THE DATA -
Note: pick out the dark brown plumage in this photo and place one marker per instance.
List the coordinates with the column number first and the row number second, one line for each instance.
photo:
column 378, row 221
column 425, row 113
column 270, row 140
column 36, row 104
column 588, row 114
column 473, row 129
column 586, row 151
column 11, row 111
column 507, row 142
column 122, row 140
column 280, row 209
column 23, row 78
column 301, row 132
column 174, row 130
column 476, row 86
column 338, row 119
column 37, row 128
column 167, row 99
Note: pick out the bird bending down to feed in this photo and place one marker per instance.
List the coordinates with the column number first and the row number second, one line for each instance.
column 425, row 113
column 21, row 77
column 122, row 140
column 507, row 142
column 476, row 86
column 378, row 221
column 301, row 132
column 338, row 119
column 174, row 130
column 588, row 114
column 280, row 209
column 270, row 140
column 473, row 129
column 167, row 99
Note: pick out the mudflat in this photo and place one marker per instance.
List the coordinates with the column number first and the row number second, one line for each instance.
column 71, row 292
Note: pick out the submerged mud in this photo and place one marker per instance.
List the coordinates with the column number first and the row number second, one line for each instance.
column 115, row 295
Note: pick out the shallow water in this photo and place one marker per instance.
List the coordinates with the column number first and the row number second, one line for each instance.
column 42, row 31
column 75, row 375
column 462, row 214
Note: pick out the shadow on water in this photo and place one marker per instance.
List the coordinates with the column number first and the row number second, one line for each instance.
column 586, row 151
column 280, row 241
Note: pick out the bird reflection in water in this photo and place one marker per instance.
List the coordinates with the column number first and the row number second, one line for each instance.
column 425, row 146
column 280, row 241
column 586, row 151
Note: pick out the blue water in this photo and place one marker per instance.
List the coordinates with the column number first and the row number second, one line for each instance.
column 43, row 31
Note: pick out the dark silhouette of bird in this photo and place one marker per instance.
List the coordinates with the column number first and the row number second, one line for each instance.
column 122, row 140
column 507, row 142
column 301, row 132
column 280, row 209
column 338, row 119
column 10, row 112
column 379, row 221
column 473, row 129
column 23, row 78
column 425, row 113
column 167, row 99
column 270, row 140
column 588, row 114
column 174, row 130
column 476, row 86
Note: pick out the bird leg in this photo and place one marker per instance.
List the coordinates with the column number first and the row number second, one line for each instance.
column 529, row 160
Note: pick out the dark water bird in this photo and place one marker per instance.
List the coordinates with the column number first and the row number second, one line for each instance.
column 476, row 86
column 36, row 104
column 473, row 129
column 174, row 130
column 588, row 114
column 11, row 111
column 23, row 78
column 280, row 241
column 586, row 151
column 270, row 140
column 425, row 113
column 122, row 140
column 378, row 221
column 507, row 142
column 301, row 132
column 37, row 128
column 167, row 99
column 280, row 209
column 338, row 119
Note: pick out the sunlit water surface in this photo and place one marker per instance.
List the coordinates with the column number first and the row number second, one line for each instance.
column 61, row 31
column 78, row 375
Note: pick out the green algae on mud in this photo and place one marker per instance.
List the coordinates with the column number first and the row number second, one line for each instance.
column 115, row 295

TASK GOAL -
Render all the lines above as a two-column CSV with the header instruction,coordinates. Give one row for each passage beginning with "Note:", putting its wording in the instruction field and the coordinate lines that follow it in the coordinates field, with every field in double quotes and line breaks replaced by spaces.

ANSWER TO THE EXERCISE -
instruction,coordinates
"Note: pick out the dark brown plumage in this photo and place one marker per instance. List the coordinates with the column number first and the row number second, one line for each instance. photo:","column 378, row 221 column 425, row 113 column 270, row 140 column 36, row 104 column 588, row 114 column 473, row 129 column 586, row 151 column 11, row 111 column 507, row 142 column 122, row 140 column 280, row 209 column 23, row 78 column 301, row 132 column 174, row 130 column 476, row 86 column 338, row 119 column 37, row 128 column 167, row 99"
"Note: pick out the bird bending down to feed in this photo and place one marker per instance. List the coordinates with the column number first and the row number second, one line for each instance.","column 425, row 113 column 21, row 77 column 122, row 140 column 507, row 142 column 476, row 86 column 378, row 221 column 301, row 132 column 338, row 119 column 174, row 130 column 588, row 114 column 280, row 209 column 270, row 140 column 473, row 129 column 167, row 99"
"Note: pick out the mudflat in this photo and place one marker per instance. List the coordinates with the column number first and the row number second, one line for each instance.","column 71, row 292"
"Note: pick out the submerged mud in this photo and place one marker per instance. List the coordinates with the column number first and the row number second, one line for each instance.","column 115, row 295"
"Note: pick out the shallow water in this photo and place one marker per instance. List the coordinates with the column number first and the row number second, one line for each instance.","column 42, row 31 column 75, row 375 column 462, row 214"
"Note: pick out the shadow on water in this photo and place one marker per instance. List the coordinates with the column number first and the row number second, one line for each instance.","column 586, row 151 column 280, row 241"
"Note: pick out the bird reflection in water in this photo and place one marker per instance. List the coordinates with the column number first and the row number second, one line for each instance.","column 425, row 146 column 280, row 241 column 586, row 151"
"Note: pick out the blue water in this photo and place one marker per instance. List the coordinates with the column number first and the row number second, one line for each instance.","column 43, row 31"
"Note: pick out the dark silhouette of bird in this photo and place one marker per instance. List the coordinates with the column number first and the row number second, one line for each instance.","column 122, row 140 column 507, row 142 column 301, row 132 column 280, row 209 column 338, row 119 column 10, row 112 column 379, row 221 column 473, row 129 column 23, row 78 column 425, row 113 column 167, row 99 column 270, row 140 column 588, row 114 column 174, row 130 column 476, row 86"
"Note: pick out the bird leg in this photo and place one marker per instance. List the coordinates with the column number first and the row number second, one line for each instance.","column 529, row 160"
"Note: pick out the dark water bird in this photo and place one marker per instance. List the coordinates with the column number first and the row number second, one line for each instance.","column 476, row 86 column 36, row 104 column 473, row 129 column 174, row 130 column 588, row 114 column 11, row 111 column 23, row 78 column 280, row 241 column 586, row 151 column 270, row 140 column 425, row 113 column 122, row 140 column 378, row 221 column 507, row 142 column 301, row 132 column 37, row 128 column 167, row 99 column 280, row 209 column 338, row 119"
"Note: pick out the sunlit water surface in this photo and place one marker per instance. List the coordinates with the column number first and the row number second, one line for each instance.","column 61, row 31 column 78, row 375"
"Note: pick out the green algae on mud in this photo and place one marker per instance. List the coordinates with the column number first and the row number second, one line for each instance.","column 115, row 295"